Kondisi paradoksal ini tidak lepas dari proses transisional berbagai sendi kehidupan kita dalam berbangsa dan bernegara saat ini. Kondisi paradoks, menurut Deddy, disebabkan kebebasan yang dialami pers saat ini ibarat "pedang bermata dua". "Kebebasan itu bisa mencelakakan atau memberikan manfaat bergantung pada penyikapan pers itu sendiri."

Hanya, pers sekarang masih vacuum dari aturan-aturan yang baku. Aturan-aturan baku masih harus disosialkan. Dieksternalkan kemudian diinternalkan oleh individu atau institusi pers. Masa transisi ini dimanfaatkan sebagian pers untuk menumpahkan diri secara berlebihan.

"Mereka memanfaatkan kebebasan untuk orientasi keuntungan setinggi-tingginya. Jadi, pemikirannya hanya untuk duit saja. Pers memang harus hidup dari keuntungan iklan. Tapi pers jangan menomorsatukan keuntungan iklan itu dan bahkan dengan mekanisme pemanfaatan eksistensi lainnya. Keuntungan itu bisa tetap ada, tapi harus dengan meningkatkan kualitas, bukan melacurkan diri," ujarnya.

Kebebasan pers yang juga membuat kita terbuka terhadap segenap kesalahan yang ada dalam ruang sosial adalah sisi konstruktif dari "pedang bermata dua". Artinya kebobrokan dan kesalahan yang di masa Orde Baru tidak tersentuh, kini telah menjadi wacana publik. Tapi juga terkadang memunculkan apa yang disebut sebagai kebablasan. Orang ngomong di koran seenaknya. Ini disebabkan belum ada mekanisme yang mengatur, misalnya, soal batasan antara kebebasan pers itu dengan libel (pencemaran nama baik--red). Soal definisi pencemaran nama baik juga masih menjadi persoalan, karena situasi kita yang masih belum matang dalam berbagai hal.

Menyinggung contoh kasus majalah Tempo yang dinyatakan bersalah oleh pengadilan, Deddy Mulyana mengatakan, sebuah pemberitaan dikategorikan sebagai pencemaran nama baik atau bukan, harus dibuktikan di pengadilan. Persoalannya, secara umum lembaga peradilan kita belum menunjukkan kemandirian. Artinya, masih belum steril dari intervensi seseorang, kelompok, atau institusi yang memiliki pengaruh, baik kekuasaan atau lainnya.

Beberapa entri
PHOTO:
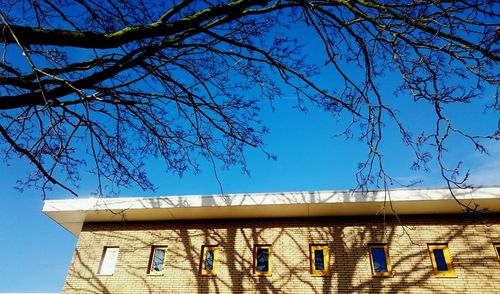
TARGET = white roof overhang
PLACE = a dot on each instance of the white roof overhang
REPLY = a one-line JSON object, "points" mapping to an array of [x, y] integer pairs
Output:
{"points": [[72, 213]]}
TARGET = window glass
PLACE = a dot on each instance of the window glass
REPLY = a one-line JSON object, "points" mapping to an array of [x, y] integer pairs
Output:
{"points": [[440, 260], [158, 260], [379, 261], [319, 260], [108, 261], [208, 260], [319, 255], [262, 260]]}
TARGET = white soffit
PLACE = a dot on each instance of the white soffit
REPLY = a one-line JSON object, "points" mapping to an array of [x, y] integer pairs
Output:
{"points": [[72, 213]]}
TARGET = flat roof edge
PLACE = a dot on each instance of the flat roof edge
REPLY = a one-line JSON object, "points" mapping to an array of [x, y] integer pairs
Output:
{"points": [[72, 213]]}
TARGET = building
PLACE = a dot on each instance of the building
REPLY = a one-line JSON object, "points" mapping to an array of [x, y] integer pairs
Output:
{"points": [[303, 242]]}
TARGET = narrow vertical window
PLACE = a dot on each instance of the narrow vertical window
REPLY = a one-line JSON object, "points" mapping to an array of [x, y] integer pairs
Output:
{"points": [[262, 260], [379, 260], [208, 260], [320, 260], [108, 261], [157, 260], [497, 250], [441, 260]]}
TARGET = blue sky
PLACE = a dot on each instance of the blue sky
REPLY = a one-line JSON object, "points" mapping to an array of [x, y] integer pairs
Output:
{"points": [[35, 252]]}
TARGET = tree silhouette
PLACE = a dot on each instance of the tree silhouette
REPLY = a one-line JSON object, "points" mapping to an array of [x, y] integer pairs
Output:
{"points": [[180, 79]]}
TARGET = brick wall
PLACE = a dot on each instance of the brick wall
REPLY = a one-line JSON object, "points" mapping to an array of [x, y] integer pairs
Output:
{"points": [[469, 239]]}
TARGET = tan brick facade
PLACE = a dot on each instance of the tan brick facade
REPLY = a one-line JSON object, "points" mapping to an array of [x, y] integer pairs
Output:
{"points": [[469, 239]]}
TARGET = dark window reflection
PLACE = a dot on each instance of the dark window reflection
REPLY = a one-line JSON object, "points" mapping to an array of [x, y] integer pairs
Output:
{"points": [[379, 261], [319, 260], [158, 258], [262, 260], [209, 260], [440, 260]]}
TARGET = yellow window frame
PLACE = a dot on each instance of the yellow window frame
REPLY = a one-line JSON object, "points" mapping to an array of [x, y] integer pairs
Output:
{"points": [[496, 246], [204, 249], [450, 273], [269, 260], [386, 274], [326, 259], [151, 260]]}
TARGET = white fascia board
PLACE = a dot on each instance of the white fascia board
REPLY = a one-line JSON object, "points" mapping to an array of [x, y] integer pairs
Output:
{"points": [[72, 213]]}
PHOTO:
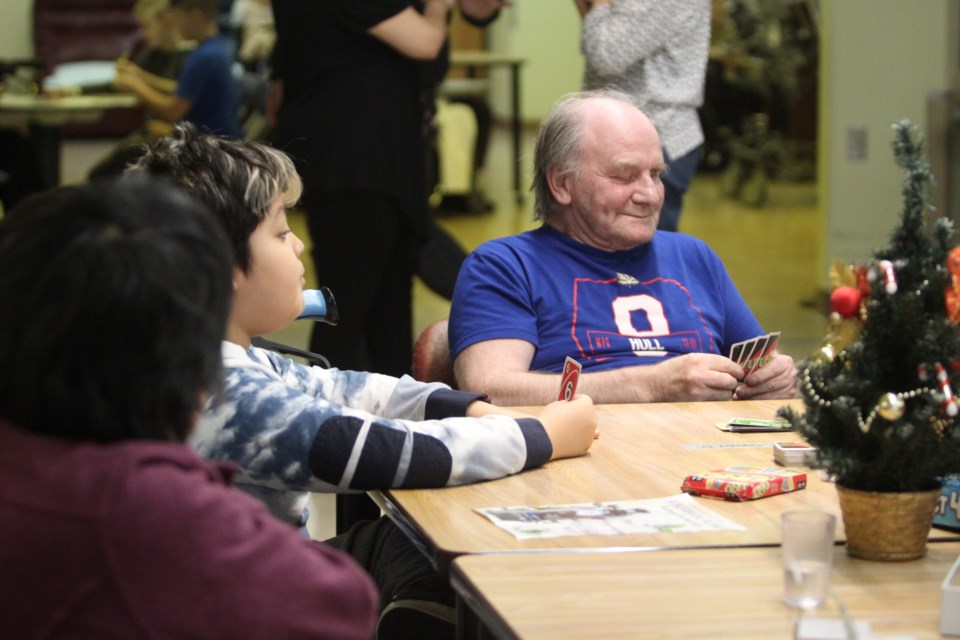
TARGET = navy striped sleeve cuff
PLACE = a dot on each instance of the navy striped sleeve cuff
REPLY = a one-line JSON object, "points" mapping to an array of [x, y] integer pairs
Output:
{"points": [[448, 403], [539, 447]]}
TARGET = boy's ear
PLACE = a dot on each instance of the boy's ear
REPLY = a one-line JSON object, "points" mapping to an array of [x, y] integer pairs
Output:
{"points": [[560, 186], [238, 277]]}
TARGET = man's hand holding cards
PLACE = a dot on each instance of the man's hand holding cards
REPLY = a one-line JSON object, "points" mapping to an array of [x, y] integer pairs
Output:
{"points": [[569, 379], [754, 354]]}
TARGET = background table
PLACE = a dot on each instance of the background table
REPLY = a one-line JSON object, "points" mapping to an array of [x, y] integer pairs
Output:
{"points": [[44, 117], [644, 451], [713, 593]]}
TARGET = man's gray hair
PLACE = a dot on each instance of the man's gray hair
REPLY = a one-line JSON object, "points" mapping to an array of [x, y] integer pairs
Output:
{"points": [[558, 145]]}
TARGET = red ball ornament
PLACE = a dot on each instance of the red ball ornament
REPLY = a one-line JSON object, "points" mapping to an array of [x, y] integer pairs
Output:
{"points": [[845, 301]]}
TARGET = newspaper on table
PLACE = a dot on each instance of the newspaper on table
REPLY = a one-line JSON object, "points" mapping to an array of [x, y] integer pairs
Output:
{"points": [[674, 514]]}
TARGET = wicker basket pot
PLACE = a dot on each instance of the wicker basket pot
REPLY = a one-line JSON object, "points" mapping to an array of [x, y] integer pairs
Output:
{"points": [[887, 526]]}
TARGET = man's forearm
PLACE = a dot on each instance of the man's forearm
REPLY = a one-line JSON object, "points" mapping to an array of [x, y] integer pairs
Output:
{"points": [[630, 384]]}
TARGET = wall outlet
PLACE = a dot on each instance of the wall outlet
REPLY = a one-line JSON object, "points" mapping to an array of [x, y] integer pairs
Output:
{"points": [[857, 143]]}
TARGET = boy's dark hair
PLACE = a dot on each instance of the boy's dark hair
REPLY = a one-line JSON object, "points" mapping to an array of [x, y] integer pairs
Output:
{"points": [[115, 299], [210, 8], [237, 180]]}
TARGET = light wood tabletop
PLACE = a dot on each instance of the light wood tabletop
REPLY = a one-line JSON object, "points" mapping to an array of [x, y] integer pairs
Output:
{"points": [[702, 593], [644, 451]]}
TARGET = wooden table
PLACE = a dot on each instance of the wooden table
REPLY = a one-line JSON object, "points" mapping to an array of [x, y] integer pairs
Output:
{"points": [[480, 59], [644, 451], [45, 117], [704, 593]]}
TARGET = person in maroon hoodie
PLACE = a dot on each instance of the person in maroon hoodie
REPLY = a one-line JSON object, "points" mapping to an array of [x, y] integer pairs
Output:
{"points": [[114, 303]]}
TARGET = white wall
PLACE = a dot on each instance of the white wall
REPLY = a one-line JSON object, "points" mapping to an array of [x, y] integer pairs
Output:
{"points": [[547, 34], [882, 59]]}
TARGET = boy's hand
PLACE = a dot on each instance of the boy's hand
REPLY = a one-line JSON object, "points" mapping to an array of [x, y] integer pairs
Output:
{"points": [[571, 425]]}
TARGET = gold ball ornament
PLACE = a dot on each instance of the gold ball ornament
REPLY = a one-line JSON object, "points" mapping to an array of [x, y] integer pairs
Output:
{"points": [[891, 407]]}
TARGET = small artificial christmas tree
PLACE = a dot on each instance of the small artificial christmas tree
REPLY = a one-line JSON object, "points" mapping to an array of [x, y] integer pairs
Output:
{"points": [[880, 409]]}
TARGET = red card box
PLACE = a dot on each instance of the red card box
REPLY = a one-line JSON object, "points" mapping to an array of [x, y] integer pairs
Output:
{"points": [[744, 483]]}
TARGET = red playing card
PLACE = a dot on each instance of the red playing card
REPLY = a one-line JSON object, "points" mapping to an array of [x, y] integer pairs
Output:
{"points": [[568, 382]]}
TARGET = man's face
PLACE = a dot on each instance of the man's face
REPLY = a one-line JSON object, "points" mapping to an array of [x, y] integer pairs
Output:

• _TUGAS_:
Jawablah berdasarkan teks tentang kebebasan pers:
(a) Menurut Deddy, kebebasan yang dialami pers saat ini diibaratkan seperti apa?
(b) Apa yang di masa Orde Baru tidak tersentuh tetapi kini telah menjadi wacana publik?
(c) Menurut Deddy Mulyana, di mana harus dibuktikan apakah sebuah pemberitaan termasuk pencemaran nama baik atau bukan?

• _JAWABAN_:
(a) Seperti "pedang bermata dua".
(b) Kebobrokan dan kesalahan.
(c) Di pengadilan.